**PROVIDED RECORDS:**
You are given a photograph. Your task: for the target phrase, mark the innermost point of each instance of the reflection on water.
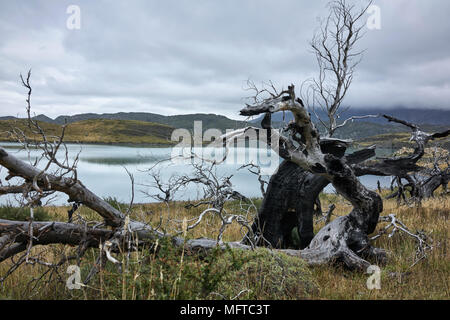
(102, 169)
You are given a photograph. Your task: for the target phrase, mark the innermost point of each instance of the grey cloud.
(189, 56)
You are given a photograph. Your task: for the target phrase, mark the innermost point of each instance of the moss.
(265, 275)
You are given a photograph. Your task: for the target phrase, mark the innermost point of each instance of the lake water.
(102, 169)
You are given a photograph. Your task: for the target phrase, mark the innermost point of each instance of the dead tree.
(293, 193)
(344, 240)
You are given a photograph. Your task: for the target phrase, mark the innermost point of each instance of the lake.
(102, 169)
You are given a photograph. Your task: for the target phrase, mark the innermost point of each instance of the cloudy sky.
(178, 57)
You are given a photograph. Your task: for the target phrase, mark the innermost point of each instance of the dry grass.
(97, 131)
(428, 279)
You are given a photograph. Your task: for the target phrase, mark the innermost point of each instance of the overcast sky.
(178, 57)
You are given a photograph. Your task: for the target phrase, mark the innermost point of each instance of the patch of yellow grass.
(428, 279)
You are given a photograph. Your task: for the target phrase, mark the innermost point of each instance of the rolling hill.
(178, 121)
(98, 131)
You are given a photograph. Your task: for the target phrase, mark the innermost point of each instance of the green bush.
(9, 212)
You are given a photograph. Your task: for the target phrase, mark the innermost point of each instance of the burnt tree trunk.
(289, 204)
(291, 201)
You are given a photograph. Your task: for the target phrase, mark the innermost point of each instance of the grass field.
(98, 131)
(167, 273)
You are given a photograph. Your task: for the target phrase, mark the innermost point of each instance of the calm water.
(102, 169)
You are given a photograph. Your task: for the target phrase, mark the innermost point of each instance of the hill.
(178, 121)
(99, 131)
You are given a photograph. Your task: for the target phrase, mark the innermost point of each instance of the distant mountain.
(98, 131)
(432, 120)
(177, 121)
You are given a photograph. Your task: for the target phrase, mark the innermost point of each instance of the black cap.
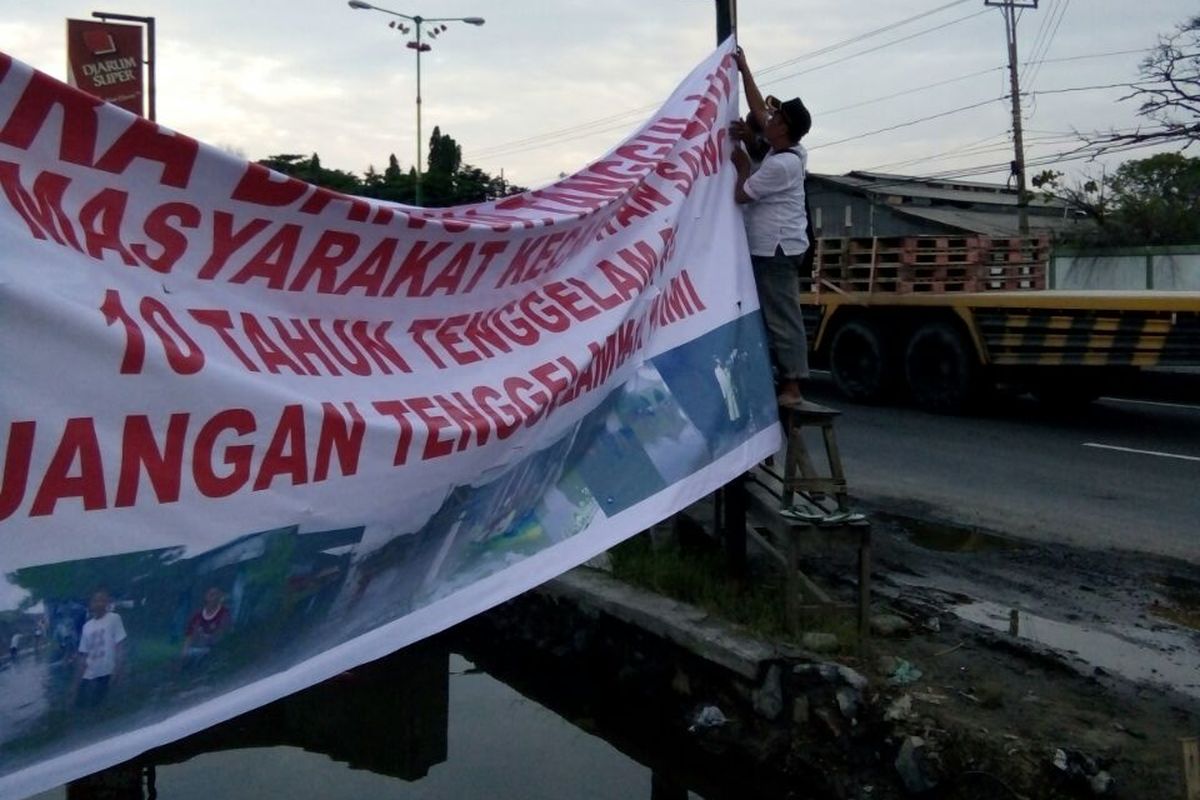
(797, 118)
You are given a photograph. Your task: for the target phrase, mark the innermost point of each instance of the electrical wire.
(607, 124)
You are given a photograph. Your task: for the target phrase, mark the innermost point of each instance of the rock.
(849, 699)
(904, 673)
(768, 698)
(829, 673)
(1081, 770)
(819, 642)
(709, 716)
(801, 710)
(1102, 783)
(913, 765)
(889, 625)
(601, 563)
(900, 709)
(681, 684)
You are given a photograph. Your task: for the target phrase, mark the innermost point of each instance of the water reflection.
(421, 723)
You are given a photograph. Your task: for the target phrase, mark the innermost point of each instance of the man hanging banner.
(105, 60)
(256, 433)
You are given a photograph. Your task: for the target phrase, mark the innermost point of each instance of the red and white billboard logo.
(105, 60)
(99, 42)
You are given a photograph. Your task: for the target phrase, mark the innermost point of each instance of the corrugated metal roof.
(990, 223)
(882, 185)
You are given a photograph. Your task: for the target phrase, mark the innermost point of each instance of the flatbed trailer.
(943, 319)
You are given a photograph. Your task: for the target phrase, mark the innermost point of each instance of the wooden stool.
(799, 471)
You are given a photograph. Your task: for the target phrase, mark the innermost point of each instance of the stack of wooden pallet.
(930, 264)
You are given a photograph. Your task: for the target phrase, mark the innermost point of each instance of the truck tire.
(863, 365)
(941, 368)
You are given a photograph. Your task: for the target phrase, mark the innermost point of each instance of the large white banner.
(255, 433)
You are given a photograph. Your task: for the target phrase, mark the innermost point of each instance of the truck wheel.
(1061, 396)
(862, 364)
(942, 370)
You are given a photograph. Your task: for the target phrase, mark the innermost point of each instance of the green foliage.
(447, 180)
(1168, 90)
(1147, 202)
(701, 578)
(1157, 199)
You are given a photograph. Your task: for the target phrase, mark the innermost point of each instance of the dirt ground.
(1091, 697)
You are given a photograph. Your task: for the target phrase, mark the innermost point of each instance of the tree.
(445, 154)
(1152, 200)
(447, 181)
(1169, 91)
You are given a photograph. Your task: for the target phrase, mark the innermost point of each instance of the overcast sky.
(546, 86)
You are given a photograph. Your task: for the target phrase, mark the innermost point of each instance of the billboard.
(105, 60)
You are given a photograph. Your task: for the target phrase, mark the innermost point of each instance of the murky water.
(483, 739)
(953, 539)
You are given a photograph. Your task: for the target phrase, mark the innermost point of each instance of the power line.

**SHORT EXERCISE:**
Reproduce each line of the records exactly, and omit every picture.

**CORRECT ANSWER:**
You are given a photograph. Your task: for the target phrase, mark the innermost point of each instance of the reflection on water.
(102, 169)
You are given a photograph. Your task: for the target phrase, mark the innermost point of each instance of the grey cloud.
(189, 56)
You are given a photograph. Your task: for the target phrase, mark the innermost point of each instance of the moss.
(265, 275)
You are given a photograph. Your task: for the target phrase, mark the innermost point of each instance of the lake water.
(102, 169)
You are given a photograph. Your task: for the target phrase, mark the innermost point of each instance of the dead tree.
(293, 193)
(344, 240)
You are given a photograph. Your task: for the target phrase, mark the innermost point of each instance of the lake.
(102, 169)
You are given a photograph. Your task: for the target phrase, mark the innermost point of each instance of the cloudy sky.
(178, 57)
You are given a photograph. Your task: for the target phrase, mark the innermost point of each instance of the dry grass.
(97, 131)
(428, 279)
You are given a photograph. Your task: for the target phrase, mark the innermost point of each instance of the overcast sky.
(178, 57)
You are given a photograph. Your task: for the target phrase, mark the innermost point of each instance of the patch of yellow grass.
(428, 279)
You are given a photograph. Your task: for the target phrase, mark the innermost point of each instance of the rolling hill.
(178, 121)
(98, 131)
You are given a photograph. Your task: for the target phrase, mark the innermost point of each instance of the green bush.
(9, 212)
You are given a photograph. Your task: for the target phrase, mark the innermost point of each instance of the burnt tree trunk.
(289, 204)
(291, 201)
You are given a photograph. Your task: for the target phrase, mark the innermost point of each instance of the grass field.
(98, 131)
(167, 273)
You are given a photograph. Your task: for the target phrase, mark the innermost point of each instance of the calm water.
(102, 169)
You are given a photograph. Your task: for the target phrase, mark the innermost point of each instance of the hill.
(178, 121)
(99, 131)
You are given a photograph. Your task: for the target phrase, mark the innermost point of each instance of the distant mountain.
(98, 131)
(432, 120)
(177, 121)
You are given a photograph. Your task: for the target phrase, mark the innermost point of each instance of the black cap.
(797, 118)
You are given a photograph. Your task: for the target phrase, mark the innermost point of each instance of the electrical wire.
(607, 124)
You are given a photograph. Your task: for the target phrase, mark the innermost point of each instance of the rock.
(849, 699)
(904, 673)
(768, 698)
(829, 673)
(1081, 770)
(819, 642)
(709, 716)
(801, 710)
(1102, 783)
(913, 765)
(889, 625)
(601, 563)
(900, 709)
(681, 684)
You are given a photograph. Your task: for the target phrase, mark the innermost point of each instance of the water reflection.
(421, 723)
You are given a photograph. Your task: for the target phrase, mark the innermost point of each instance of the man hanging banner.
(105, 60)
(256, 433)
You are given a photograph. Your task: for the target phrase, mark the innermost point of each instance of the red and white billboard logo.
(105, 60)
(99, 42)
You are given a photograph. Your task: for the target phrase, mark the innermost point of each instance of the corrugated metal roof.
(990, 223)
(882, 185)
You are given a photograph. Your task: for the target phrase, mark the innermost point of each instance of the flatbed trailer.
(943, 319)
You are given a photograph. Your task: for the target phrase, mark the innermost point of each instance of the wooden stool.
(799, 471)
You are given a photograph. Your task: for the target phrase, mark the innermost point of each instance of the stack of wooden pallet.
(930, 264)
You are given a photograph. Your task: for the target phrase, mark the innermost point of each instance of the truck tire.
(863, 365)
(941, 368)
You are given a photograph. Your task: for the target phrase, mark the innermost point of each instance of the large white banner.
(255, 433)
You are given a photograph. Your task: for the target phrase, mark the innermost point of each instance of the truck wheel.
(1061, 396)
(862, 364)
(942, 370)
You are given a photograph. Your task: for the target phrase, mark the innermost point of each instance of the green foliage.
(447, 180)
(1168, 90)
(1147, 202)
(701, 578)
(1157, 199)
You are given a photograph. Your task: for the target phrase, mark the innermost point of each instance of the dirt ground.
(1091, 697)
You are given a photograph. Your task: for the target phrase, mark the innermost point of each instance of the tree.
(445, 154)
(1152, 200)
(447, 181)
(1169, 91)
You are given a photograph. Your task: for the target phrase, mark the innermost point of each instance of the overcast sky.
(546, 86)
You are given a photograph. Your task: for the target phrase, mark the innermost point of each instance of the billboard.
(105, 60)
You are given a photograph. Your task: for the target phrase, mark the innermost point of each instance of the murky water.
(483, 739)
(953, 539)
You are given a photograph. Your task: for the target phrase, mark the innermost point of each instance of the power line.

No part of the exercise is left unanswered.